_SELECTED PASSAGE_.
....

Stroke therapy ‘very novel’

Dirk De Ridder.
Dirk De Ridder.
A novel University of Otago approach using short bursts of brain stimulation is emerging as a potentially "very promising" way of helping to recover arm and hand function in people who have had strokes.

Every hour, one New Zealander has a stroke, which is New Zealand’s greatest killer, resulting in about 2500 deaths per year.

While sometimes fatal, strokes were more often seriously incapacitating.

Otago University neurosurgery researcher Prof Dirk De Ridder and the anatomy department researcher Prof John Reynolds thought of the "bursts of brain stimulation" through brain implants idea after a "serendipitous meeting".

"We hope to come up with new therapies to greatly improve the quality of their lives as they recover from their illness," Prof Reynolds said.

In his own work with stroke models, Prof Reynolds had observed improvements in recovery when stimulation was applied on the opposite side of the brain to which a stroke had occurred.

John Reynolds.
John Reynolds.

In the long term, it was not intended that this neurostimulation would replace traditional rehabilitation therapy, which remained "the standard approach to improve movement and function after stroke", he emphasised.

"Instead, we hope to find a method that will maximise and maintain the gains that can be obtained from such therapies."

The Otago researchers were seeking people who had had strokes for an innovative study that "holds promise for restoring their arm and hand function".

People wishing to take part should contact the anatomy department (phone 479 7362) or contact via email.

Using a technology that involves short bursts of electrical stimulation through brain implants, the Otago research team had now found that applying this stimulus to the non-stroke damaged side of a patient’s brain may potentially improve the movement recovery in their upper limbs.

The Otago approach was "very, very novel" internationally, in the type of stimulation and the approach, he said.

....

_SOURCE DATA_.
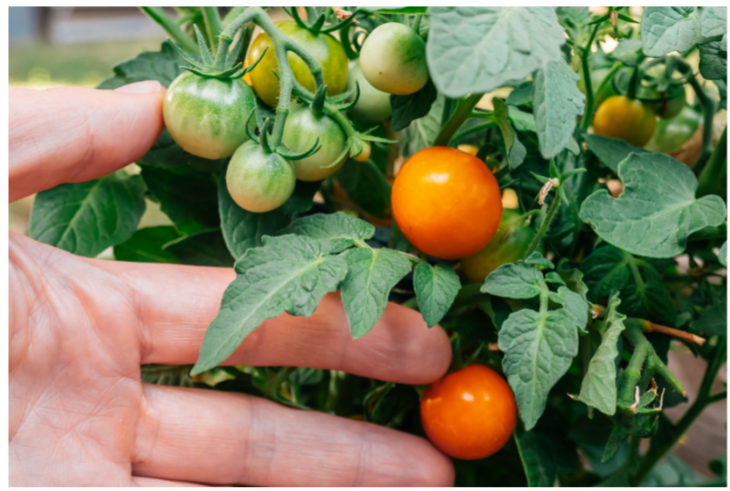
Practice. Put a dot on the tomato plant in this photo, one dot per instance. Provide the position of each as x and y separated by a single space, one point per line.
469 414
437 194
387 186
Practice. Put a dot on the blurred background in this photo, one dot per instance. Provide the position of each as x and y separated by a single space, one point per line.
79 46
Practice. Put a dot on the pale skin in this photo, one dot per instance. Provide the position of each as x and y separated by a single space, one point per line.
80 329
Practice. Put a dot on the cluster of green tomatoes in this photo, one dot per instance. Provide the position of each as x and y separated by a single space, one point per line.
212 116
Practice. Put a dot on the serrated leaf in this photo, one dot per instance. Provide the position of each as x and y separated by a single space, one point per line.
598 388
657 210
713 320
557 103
538 350
189 198
513 281
576 307
537 259
478 49
371 275
713 60
421 133
611 151
146 246
288 274
341 229
713 21
203 249
87 217
628 52
436 287
408 108
667 29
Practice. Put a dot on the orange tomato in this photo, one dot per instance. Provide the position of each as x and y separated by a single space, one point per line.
446 202
469 414
620 117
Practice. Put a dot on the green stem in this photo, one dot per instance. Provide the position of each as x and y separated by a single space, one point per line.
713 178
458 117
585 64
650 459
173 30
212 26
543 226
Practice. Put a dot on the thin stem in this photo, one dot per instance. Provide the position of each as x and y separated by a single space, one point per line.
712 179
717 358
543 226
458 117
585 64
213 26
173 30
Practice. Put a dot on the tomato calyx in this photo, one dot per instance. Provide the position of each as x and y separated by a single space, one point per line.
222 67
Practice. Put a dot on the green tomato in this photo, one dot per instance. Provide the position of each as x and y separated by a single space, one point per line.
301 131
671 134
206 116
324 48
373 106
393 59
507 246
257 180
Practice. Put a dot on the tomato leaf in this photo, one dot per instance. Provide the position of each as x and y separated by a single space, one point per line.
436 287
598 388
557 104
539 348
87 217
371 275
513 281
204 249
341 229
421 132
713 21
611 151
288 274
408 108
146 246
478 49
713 60
713 320
657 210
667 29
189 198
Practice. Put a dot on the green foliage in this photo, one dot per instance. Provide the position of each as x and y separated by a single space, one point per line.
87 217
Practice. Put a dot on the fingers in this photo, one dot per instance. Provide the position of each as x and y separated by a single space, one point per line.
176 304
220 438
73 134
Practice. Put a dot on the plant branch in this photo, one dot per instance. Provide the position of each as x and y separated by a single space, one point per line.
458 117
173 30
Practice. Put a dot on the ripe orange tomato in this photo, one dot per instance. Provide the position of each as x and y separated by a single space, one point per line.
469 414
446 202
620 117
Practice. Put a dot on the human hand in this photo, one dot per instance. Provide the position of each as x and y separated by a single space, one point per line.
80 329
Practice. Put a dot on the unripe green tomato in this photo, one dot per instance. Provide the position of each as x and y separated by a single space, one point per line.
259 181
671 134
301 131
629 120
324 48
393 59
508 245
207 116
373 105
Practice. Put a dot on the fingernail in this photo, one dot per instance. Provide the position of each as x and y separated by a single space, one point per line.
146 87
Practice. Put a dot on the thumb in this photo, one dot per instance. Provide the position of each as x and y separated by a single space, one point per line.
73 134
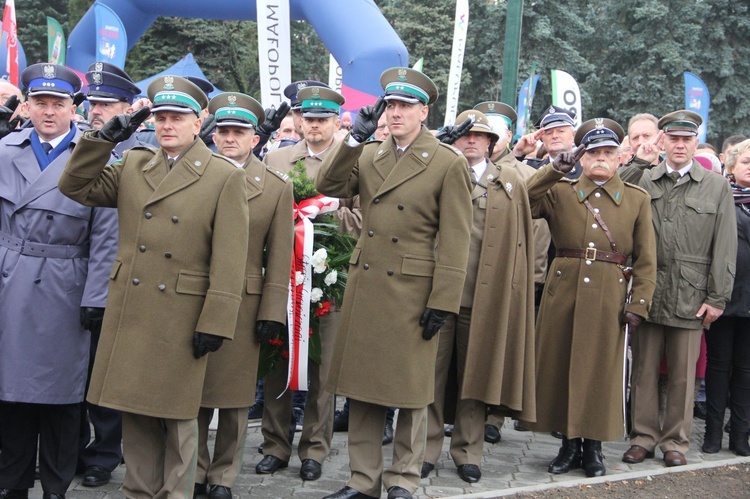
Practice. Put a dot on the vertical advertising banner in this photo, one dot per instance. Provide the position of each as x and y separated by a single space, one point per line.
274 50
697 99
565 93
111 40
55 42
457 60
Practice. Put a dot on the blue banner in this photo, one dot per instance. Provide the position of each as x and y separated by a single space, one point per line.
525 101
111 39
697 99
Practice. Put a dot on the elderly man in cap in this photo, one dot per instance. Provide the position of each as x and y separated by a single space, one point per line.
110 92
401 290
231 372
175 292
56 256
319 108
598 222
696 248
492 336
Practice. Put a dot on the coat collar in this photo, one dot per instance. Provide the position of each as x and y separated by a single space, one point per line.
585 187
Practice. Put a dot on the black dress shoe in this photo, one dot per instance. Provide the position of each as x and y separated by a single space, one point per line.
349 493
388 433
469 473
398 493
270 464
96 476
310 470
491 434
219 492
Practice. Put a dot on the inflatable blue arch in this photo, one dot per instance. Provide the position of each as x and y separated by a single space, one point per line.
355 31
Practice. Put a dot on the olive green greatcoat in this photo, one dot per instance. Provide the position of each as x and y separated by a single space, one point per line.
499 367
232 371
395 271
179 269
580 340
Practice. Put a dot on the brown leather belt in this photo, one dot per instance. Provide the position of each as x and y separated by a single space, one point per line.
592 254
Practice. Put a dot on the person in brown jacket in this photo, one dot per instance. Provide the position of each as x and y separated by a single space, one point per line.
231 374
175 287
400 289
597 222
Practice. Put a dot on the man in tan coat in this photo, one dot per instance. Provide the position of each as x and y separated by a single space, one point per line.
597 224
175 289
319 107
400 289
231 374
493 335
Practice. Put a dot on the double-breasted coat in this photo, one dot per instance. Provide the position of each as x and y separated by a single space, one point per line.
179 269
580 340
232 371
55 257
395 270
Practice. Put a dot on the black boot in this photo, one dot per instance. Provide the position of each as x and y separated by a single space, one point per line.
569 457
592 458
738 443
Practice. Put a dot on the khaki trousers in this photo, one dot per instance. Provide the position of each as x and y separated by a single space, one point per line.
682 346
468 429
225 466
366 423
160 456
317 431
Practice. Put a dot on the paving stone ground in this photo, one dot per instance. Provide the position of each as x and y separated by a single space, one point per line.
517 464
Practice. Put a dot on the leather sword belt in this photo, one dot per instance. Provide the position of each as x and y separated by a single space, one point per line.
31 248
593 254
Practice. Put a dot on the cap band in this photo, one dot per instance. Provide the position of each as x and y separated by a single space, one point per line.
175 99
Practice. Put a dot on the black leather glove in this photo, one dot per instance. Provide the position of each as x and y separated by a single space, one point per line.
122 126
451 133
268 330
432 320
6 111
204 343
273 118
367 121
207 128
91 319
633 319
565 161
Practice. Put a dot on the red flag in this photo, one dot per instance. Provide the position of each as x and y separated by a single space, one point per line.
11 44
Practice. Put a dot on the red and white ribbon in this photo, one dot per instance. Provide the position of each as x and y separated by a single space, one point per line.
298 307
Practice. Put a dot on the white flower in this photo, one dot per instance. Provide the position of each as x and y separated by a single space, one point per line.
318 261
331 278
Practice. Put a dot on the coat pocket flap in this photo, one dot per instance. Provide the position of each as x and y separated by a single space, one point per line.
418 265
193 283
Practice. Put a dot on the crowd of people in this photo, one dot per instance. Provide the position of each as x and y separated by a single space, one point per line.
554 279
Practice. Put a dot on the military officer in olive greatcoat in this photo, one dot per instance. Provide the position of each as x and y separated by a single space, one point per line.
175 291
231 372
401 289
597 224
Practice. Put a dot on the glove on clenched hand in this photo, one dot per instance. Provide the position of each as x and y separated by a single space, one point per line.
204 343
367 121
268 330
274 118
432 320
122 126
451 133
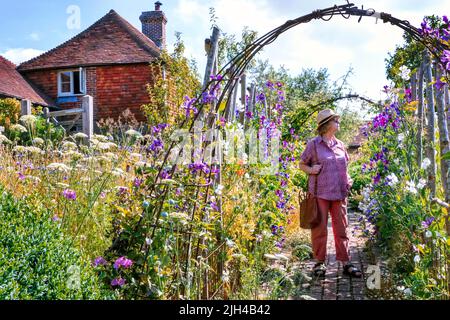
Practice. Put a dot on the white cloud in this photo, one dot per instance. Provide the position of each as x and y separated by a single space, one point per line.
19 55
336 45
34 36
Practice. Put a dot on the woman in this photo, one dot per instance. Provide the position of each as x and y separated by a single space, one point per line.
333 185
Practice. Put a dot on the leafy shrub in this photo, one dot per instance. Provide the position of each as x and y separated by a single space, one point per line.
37 261
9 111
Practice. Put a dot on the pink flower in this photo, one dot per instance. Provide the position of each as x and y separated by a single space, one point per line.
70 194
99 261
118 282
122 262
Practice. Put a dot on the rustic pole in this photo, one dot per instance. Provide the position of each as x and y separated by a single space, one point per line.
414 86
443 135
431 146
88 115
25 107
420 114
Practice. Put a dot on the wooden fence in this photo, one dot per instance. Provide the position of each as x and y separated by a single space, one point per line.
86 113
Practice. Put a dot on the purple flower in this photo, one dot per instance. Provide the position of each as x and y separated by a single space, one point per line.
156 146
99 261
427 223
439 84
270 85
165 174
377 178
445 59
122 262
260 98
214 206
188 105
137 182
69 194
118 282
274 229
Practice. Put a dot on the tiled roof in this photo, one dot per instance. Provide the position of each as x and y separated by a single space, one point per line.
111 40
12 84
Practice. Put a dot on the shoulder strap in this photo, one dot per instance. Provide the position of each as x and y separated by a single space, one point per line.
316 160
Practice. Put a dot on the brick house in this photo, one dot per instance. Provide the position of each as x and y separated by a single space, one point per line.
109 61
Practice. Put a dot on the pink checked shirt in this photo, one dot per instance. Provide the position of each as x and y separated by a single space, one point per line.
333 179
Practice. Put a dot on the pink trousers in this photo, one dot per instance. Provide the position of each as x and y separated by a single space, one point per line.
338 212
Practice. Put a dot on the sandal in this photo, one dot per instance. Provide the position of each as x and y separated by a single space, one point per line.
352 271
319 269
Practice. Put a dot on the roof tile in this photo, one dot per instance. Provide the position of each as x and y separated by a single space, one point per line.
12 84
111 40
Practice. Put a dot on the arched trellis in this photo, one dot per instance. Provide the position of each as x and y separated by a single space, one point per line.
236 66
233 70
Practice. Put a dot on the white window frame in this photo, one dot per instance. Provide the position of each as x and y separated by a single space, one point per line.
82 83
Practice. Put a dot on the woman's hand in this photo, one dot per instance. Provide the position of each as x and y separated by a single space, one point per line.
315 169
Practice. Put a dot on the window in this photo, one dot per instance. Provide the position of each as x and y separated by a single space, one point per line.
72 82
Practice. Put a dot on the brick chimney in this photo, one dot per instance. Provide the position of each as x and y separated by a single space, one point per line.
154 25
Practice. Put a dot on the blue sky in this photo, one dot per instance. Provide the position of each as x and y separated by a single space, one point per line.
33 27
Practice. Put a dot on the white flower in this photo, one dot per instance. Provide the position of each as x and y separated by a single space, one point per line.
425 163
229 243
404 73
38 141
392 179
68 145
422 183
225 276
219 189
100 137
80 135
34 150
4 139
281 256
411 187
28 119
19 128
58 167
133 133
136 156
118 172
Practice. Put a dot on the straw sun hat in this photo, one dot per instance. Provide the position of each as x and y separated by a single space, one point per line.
326 115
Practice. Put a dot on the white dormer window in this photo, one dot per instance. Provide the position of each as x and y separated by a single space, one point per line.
72 82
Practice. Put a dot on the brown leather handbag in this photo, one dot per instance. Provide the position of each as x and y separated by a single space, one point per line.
309 210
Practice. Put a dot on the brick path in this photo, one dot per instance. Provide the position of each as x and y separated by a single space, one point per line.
335 285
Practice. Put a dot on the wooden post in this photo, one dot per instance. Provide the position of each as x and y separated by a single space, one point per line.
420 114
431 126
443 135
25 107
414 86
88 115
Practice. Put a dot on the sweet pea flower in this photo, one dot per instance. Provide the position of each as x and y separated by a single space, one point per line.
122 262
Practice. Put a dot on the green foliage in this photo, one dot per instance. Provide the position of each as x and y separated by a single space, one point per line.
37 261
36 127
9 111
173 78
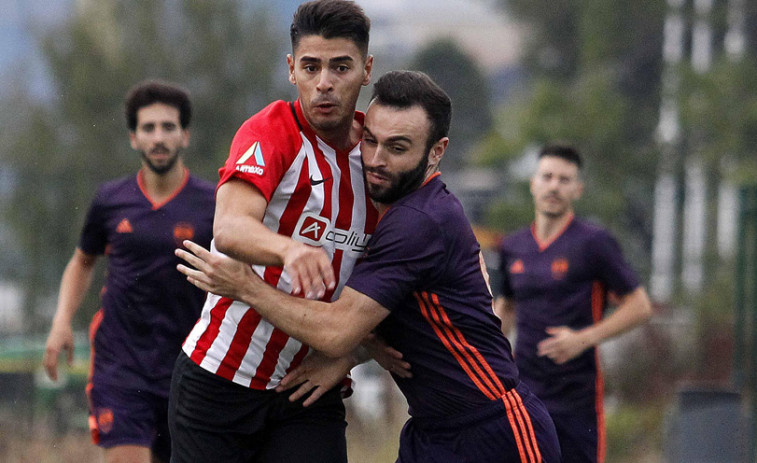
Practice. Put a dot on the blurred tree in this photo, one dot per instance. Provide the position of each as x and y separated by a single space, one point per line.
460 76
594 68
226 53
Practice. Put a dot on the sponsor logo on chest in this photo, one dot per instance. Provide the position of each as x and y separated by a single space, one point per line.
317 231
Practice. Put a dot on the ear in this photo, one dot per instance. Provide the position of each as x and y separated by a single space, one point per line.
133 139
437 151
185 139
367 70
579 189
290 64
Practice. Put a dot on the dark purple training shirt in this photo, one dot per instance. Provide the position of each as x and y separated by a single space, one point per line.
422 263
562 283
148 307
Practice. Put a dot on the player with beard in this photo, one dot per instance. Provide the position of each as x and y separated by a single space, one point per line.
147 307
421 285
558 275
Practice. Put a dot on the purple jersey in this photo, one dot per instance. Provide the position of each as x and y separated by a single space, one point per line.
148 307
562 283
423 264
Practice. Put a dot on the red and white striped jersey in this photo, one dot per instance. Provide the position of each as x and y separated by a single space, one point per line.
316 195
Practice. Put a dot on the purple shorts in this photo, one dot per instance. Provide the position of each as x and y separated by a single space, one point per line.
515 428
581 436
119 416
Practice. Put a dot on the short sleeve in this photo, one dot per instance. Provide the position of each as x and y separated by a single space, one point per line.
406 252
263 149
610 265
94 236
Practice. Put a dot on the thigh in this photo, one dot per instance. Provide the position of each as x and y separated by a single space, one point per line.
208 417
121 417
579 436
514 429
312 434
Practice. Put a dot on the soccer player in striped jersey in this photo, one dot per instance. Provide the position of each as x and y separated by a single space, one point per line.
291 203
557 275
147 309
422 285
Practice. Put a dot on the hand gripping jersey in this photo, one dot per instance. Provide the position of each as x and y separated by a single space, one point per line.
562 283
148 307
316 195
424 265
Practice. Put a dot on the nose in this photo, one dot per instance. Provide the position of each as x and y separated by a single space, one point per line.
325 82
373 156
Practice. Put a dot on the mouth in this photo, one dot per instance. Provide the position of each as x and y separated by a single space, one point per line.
325 106
376 178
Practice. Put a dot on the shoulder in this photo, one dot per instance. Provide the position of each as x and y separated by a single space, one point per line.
200 184
274 128
112 187
269 122
516 238
428 213
590 230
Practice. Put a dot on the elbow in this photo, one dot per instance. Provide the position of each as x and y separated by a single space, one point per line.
223 240
336 345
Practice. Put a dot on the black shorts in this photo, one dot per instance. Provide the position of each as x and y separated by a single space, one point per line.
213 419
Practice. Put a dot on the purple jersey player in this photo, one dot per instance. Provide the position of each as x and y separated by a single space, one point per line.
147 306
557 276
422 286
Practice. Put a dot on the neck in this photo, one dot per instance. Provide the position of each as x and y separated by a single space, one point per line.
163 186
547 227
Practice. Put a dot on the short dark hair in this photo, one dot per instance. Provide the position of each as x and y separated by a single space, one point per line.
404 89
562 150
331 19
152 91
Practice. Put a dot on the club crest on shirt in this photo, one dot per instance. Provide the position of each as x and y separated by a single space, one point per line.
252 160
517 267
104 420
124 226
559 268
183 231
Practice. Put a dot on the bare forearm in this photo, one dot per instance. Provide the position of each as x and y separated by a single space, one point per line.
634 310
248 240
319 324
505 310
75 283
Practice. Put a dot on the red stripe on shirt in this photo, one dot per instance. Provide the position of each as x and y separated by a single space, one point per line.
238 348
210 334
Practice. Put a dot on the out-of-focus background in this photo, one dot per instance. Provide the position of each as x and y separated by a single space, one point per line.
660 97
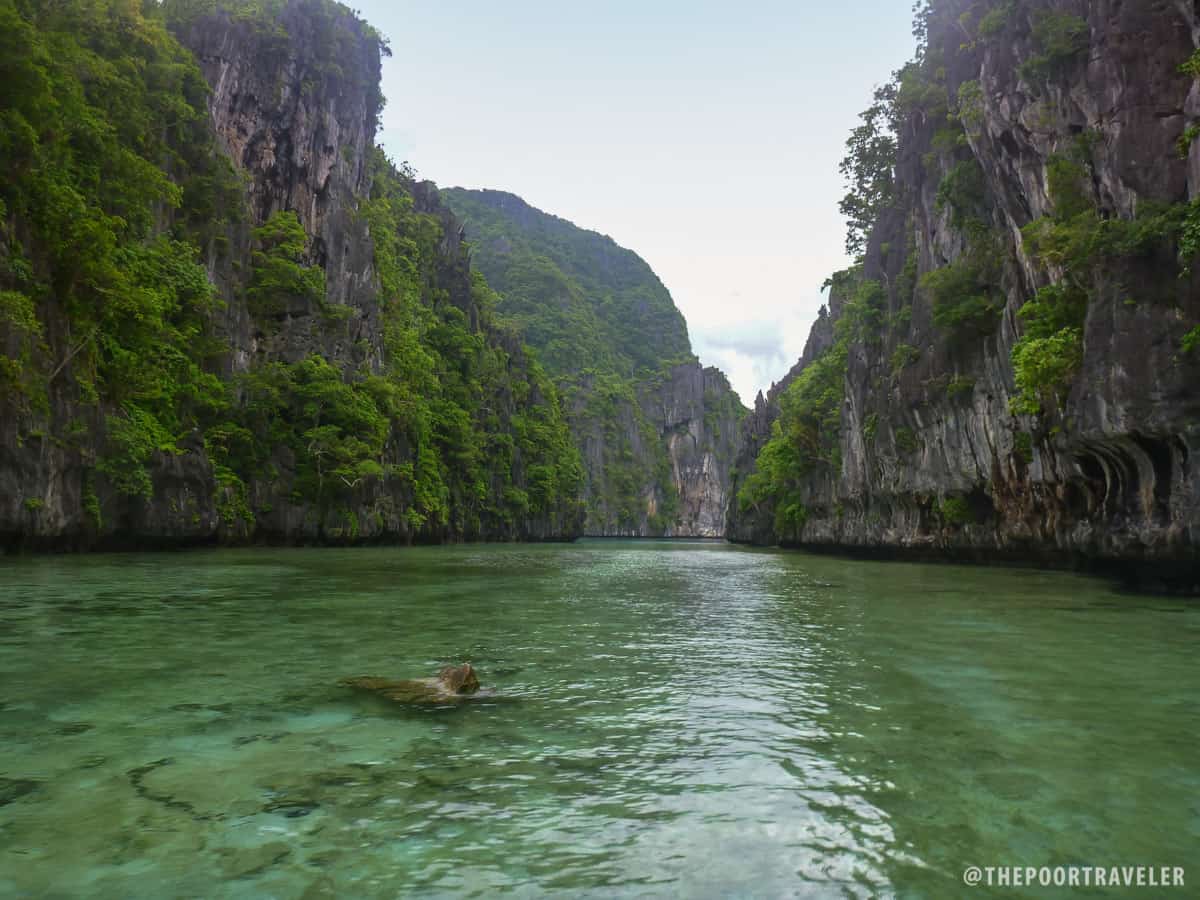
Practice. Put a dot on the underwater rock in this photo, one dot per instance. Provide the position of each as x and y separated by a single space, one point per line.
454 683
251 861
13 789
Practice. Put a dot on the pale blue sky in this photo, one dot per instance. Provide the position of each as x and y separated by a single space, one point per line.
703 136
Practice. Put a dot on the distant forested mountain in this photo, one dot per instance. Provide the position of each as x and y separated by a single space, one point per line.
658 432
582 300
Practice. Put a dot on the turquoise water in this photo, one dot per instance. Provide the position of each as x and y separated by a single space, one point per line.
669 719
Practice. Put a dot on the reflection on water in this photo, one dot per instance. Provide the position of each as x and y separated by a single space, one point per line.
669 719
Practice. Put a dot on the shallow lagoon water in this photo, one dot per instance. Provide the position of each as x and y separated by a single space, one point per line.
669 719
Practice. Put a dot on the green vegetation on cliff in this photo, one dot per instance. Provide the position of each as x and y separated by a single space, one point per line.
582 300
114 196
609 333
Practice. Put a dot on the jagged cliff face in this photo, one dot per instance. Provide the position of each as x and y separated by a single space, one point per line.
658 435
303 138
1072 115
657 461
383 405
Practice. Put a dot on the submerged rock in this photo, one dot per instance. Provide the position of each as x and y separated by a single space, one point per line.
251 861
454 683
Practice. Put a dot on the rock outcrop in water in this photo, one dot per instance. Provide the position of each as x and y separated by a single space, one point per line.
451 684
658 432
1013 367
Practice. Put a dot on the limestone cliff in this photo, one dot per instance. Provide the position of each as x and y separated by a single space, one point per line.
657 456
658 432
333 373
1020 345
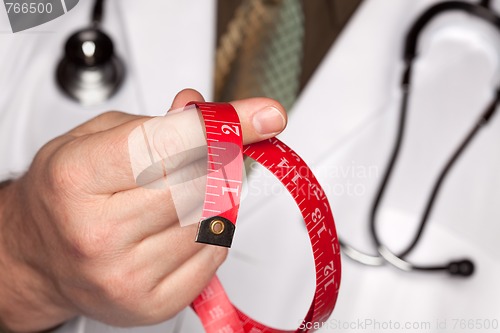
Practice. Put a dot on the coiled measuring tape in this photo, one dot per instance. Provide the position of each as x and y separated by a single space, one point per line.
220 210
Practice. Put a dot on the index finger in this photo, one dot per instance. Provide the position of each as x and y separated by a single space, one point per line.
106 164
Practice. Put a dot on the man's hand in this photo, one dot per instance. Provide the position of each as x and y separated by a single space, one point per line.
79 236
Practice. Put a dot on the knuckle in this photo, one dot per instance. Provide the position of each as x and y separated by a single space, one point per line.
170 145
90 243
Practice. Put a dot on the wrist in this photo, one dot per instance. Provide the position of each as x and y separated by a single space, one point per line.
29 301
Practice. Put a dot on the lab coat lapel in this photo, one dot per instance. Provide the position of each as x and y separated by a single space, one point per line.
169 51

....

_REQUIRED ACTION_.
Answer these questions from the stroke therapy article:
(a) About how many deaths per year do strokes cause in New Zealand?
(b) In Prof Reynolds's work with stroke models, where was stimulation applied when he observed improvements in recovery?
(c) What approach did Prof Reynolds call "the standard approach to improve movement and function after stroke"?

_TASK SOLUTION_.
(a) About 2500.
(b) On the opposite side of the brain from where the stroke had occurred.
(c) Traditional rehabilitation therapy.